#### What you will do:
Tally the rows below that contain the string "building", treating uppercase and lowercase as different, and reply with the number only.

#### Data to process:
= = = =
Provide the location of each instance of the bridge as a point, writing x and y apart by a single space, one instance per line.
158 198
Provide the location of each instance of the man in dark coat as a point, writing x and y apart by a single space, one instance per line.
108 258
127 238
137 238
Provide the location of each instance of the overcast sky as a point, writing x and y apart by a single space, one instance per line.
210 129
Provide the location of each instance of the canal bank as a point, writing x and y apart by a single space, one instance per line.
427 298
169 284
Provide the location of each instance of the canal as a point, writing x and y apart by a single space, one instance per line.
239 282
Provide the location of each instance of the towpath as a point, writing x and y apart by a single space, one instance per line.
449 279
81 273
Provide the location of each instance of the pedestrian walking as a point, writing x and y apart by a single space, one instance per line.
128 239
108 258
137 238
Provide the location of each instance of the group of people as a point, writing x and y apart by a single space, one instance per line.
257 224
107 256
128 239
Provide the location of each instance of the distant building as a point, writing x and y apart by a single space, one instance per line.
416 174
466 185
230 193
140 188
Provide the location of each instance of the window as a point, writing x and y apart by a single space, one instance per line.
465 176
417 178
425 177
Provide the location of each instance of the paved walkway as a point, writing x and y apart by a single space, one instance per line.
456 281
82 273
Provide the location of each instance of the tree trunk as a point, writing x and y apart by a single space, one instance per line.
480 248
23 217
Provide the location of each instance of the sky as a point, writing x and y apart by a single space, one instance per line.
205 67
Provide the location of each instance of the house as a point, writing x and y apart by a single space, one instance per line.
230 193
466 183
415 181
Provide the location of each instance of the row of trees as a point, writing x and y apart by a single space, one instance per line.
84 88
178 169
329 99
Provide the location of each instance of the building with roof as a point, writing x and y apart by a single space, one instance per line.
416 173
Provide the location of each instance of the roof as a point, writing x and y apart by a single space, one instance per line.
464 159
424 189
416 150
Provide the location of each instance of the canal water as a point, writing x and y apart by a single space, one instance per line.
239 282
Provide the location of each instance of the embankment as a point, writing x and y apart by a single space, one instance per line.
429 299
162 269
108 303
= = = =
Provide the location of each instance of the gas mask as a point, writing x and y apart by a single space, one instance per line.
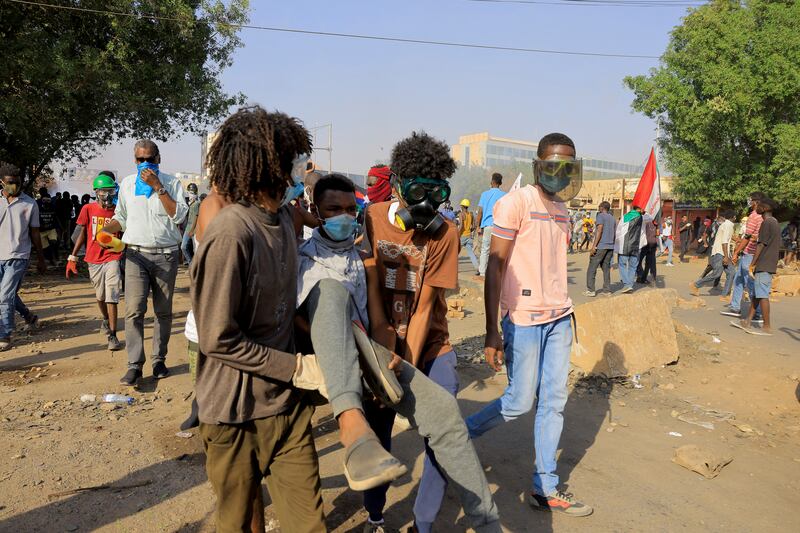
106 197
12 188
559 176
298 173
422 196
= = = =
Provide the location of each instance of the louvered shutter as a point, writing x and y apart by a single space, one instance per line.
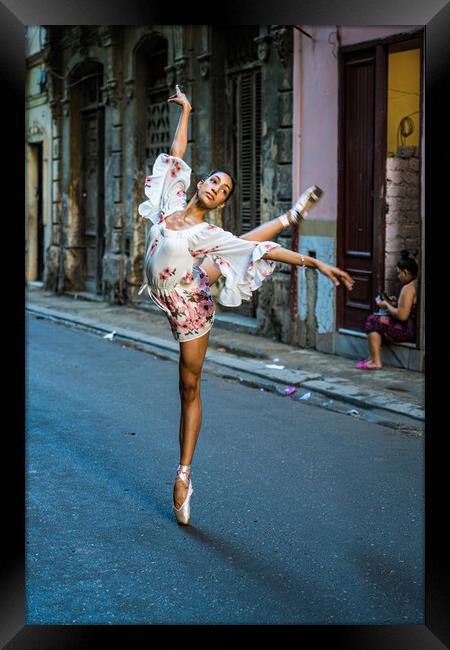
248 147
= = = =
#### Solution:
2